■ Required work: Lines from the one containing "Put a dot on each instance of the damaged silver" through the last line of the records below are to be repeated exactly.

■ Records for this task:

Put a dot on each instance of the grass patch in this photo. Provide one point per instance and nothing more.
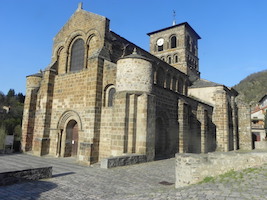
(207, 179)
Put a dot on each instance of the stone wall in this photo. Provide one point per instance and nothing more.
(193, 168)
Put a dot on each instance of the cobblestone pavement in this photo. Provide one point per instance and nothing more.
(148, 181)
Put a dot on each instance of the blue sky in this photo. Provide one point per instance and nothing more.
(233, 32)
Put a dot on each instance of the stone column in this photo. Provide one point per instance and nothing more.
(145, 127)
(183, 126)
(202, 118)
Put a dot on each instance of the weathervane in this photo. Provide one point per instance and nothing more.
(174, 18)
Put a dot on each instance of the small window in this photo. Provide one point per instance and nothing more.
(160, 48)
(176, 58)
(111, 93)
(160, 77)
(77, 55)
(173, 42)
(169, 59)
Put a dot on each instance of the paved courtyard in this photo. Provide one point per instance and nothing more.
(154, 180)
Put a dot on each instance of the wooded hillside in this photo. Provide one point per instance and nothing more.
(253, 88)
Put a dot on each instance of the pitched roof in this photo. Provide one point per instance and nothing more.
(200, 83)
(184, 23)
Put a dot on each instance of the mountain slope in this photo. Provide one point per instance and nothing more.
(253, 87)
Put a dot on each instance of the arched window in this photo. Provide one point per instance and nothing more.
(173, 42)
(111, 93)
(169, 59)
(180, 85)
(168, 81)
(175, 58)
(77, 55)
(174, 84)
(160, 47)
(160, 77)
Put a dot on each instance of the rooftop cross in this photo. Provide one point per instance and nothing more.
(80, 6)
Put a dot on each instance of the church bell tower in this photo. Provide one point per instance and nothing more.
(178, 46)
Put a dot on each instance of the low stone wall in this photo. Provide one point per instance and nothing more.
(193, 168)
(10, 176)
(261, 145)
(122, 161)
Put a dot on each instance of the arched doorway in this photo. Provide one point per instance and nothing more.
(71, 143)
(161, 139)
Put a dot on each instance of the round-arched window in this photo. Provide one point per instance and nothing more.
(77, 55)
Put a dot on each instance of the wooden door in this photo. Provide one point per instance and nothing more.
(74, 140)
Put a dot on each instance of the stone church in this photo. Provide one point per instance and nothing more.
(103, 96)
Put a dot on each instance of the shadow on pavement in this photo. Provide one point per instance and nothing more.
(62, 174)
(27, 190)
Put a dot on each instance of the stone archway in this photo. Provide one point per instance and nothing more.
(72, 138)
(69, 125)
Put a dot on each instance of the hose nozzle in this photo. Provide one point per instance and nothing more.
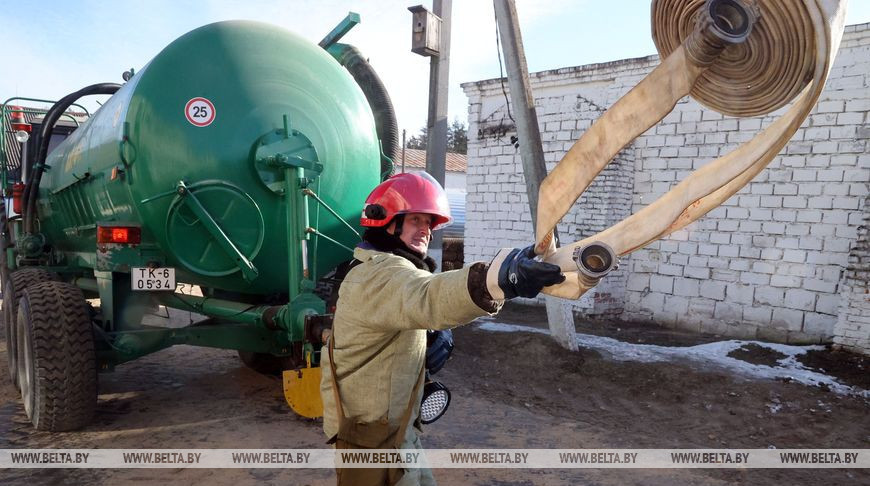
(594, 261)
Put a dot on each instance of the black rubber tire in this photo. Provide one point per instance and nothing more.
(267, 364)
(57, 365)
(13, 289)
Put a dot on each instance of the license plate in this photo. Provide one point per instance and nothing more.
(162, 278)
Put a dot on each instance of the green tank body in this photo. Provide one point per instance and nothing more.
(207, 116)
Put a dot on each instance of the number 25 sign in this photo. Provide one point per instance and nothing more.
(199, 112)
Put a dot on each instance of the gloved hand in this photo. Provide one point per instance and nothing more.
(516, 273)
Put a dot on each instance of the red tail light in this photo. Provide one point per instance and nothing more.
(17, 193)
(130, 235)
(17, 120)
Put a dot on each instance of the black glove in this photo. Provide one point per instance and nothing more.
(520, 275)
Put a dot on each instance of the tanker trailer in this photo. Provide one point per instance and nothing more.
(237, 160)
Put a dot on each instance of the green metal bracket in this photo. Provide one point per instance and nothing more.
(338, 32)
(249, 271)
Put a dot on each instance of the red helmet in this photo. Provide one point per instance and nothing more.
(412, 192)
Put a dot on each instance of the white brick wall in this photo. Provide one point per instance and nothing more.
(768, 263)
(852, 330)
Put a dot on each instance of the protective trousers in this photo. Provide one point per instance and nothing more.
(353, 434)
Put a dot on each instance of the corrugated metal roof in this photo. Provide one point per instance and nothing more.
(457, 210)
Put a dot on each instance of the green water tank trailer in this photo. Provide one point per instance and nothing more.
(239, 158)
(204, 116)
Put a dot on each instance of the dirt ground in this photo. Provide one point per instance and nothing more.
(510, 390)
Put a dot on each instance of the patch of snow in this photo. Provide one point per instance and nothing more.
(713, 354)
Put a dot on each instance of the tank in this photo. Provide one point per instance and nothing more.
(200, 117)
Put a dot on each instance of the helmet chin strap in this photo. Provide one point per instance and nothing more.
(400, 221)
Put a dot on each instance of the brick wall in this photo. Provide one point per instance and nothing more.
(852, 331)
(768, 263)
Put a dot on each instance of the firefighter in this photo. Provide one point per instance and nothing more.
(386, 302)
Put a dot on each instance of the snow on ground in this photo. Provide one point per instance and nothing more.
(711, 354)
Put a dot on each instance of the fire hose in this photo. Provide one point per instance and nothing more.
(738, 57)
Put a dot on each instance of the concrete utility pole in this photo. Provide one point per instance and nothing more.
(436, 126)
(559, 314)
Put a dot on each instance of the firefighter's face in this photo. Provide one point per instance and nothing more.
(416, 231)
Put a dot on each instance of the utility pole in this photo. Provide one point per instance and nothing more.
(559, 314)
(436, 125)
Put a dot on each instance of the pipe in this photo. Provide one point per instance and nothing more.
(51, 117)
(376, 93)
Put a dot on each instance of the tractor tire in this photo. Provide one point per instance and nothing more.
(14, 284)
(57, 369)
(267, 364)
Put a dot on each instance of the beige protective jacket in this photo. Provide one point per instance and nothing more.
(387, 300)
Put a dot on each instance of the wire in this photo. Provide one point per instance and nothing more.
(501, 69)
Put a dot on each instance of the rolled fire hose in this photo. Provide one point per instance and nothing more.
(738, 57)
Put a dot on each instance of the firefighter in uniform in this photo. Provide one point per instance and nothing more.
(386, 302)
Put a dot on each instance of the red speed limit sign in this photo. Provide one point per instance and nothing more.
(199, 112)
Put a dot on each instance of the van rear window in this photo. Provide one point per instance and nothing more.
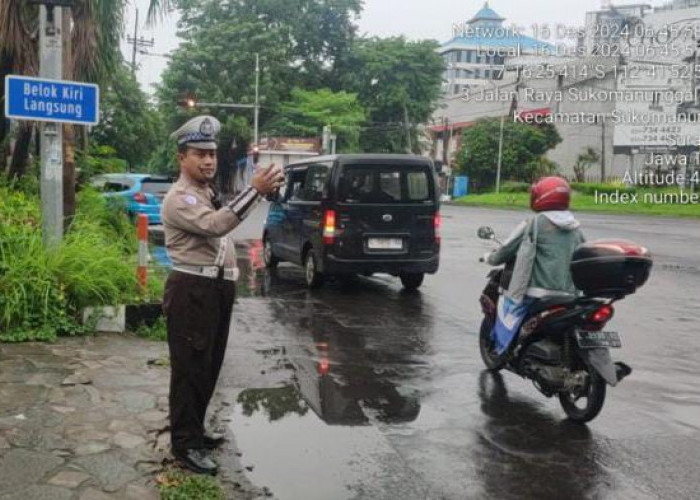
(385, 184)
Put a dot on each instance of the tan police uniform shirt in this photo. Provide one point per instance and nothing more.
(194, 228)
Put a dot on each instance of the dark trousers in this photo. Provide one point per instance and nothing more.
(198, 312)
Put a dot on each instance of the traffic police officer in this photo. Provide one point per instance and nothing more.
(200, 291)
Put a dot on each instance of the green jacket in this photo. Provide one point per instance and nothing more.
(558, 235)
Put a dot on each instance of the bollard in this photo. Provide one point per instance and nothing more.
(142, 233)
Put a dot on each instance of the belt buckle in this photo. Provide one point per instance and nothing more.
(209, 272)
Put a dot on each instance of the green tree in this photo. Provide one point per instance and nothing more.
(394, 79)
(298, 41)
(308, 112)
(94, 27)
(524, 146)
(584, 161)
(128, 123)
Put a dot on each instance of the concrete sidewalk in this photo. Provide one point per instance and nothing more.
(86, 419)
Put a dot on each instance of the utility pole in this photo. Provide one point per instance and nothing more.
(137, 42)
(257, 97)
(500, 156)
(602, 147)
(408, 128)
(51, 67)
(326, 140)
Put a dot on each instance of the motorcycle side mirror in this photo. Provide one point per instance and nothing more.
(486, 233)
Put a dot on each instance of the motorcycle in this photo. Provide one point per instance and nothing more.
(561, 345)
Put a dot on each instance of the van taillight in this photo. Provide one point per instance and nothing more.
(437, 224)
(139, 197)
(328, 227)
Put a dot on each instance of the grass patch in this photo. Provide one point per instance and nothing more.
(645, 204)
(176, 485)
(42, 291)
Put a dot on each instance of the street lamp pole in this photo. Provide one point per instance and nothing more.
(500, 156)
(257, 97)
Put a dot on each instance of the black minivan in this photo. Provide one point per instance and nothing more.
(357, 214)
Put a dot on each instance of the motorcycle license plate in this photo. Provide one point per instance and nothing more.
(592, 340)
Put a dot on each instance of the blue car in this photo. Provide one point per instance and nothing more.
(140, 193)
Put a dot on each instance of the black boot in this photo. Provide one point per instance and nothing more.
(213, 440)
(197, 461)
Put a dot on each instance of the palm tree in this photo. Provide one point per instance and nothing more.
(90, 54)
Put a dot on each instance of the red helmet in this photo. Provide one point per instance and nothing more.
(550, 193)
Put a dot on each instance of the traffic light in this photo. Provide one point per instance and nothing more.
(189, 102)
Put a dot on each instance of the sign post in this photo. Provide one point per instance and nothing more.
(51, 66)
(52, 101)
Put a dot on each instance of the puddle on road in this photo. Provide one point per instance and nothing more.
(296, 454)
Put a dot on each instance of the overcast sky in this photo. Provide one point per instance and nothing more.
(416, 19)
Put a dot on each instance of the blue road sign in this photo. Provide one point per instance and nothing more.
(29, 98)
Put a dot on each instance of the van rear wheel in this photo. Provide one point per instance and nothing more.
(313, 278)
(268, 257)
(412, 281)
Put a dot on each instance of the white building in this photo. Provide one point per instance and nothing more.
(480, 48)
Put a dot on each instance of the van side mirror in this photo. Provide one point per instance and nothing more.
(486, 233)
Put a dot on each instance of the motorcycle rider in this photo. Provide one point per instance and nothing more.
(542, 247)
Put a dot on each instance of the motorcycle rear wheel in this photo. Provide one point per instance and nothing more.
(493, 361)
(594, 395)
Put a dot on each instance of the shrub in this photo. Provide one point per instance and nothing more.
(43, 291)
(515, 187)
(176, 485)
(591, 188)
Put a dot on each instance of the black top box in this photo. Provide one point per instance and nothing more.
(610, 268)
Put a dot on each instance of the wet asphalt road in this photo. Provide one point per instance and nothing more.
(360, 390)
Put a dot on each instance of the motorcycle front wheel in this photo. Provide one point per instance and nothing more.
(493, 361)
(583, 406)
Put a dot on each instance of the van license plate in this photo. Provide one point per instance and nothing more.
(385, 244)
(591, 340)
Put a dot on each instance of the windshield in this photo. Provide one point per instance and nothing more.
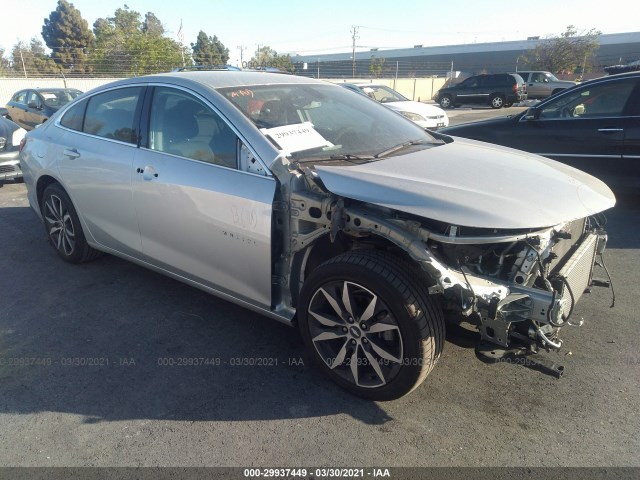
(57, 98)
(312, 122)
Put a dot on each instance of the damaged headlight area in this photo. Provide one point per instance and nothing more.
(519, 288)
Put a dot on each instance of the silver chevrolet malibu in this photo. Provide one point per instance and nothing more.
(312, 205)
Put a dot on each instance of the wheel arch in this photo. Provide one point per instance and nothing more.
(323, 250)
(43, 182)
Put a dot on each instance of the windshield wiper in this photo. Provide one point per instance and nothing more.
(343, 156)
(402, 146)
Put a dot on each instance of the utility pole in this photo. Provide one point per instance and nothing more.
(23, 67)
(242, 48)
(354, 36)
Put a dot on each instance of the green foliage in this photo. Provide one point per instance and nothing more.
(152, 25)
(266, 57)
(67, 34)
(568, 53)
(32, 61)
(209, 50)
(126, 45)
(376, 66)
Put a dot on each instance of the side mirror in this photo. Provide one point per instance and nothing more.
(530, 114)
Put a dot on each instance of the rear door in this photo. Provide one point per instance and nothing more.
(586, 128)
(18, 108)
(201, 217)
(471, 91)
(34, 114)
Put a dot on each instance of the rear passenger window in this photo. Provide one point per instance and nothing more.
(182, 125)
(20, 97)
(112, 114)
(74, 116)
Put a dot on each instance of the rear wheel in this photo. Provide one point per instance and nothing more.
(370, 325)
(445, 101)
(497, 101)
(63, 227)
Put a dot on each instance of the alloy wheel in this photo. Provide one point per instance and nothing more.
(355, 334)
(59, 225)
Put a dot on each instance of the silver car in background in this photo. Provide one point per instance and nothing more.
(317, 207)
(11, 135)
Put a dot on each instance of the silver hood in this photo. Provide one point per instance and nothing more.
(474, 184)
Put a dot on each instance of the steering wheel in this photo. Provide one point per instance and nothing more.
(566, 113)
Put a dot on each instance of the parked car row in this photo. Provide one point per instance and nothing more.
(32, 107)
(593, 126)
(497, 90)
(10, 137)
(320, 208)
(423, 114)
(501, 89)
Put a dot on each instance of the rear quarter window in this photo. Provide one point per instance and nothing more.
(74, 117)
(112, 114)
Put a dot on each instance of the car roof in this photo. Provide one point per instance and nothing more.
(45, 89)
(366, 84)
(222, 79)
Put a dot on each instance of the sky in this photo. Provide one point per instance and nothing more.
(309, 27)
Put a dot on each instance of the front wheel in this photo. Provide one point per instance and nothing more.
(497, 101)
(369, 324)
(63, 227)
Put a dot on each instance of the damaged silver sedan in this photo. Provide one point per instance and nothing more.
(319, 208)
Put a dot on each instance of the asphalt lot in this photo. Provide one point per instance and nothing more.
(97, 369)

■ Exercise response:
Put a dot on each instance of the damaged silver sedan in this photo. Provide one point per instance and nothing more.
(319, 208)
Put a dot on each instance of the asphalt lot in this photo. Provide one point per instance and nothing more.
(97, 369)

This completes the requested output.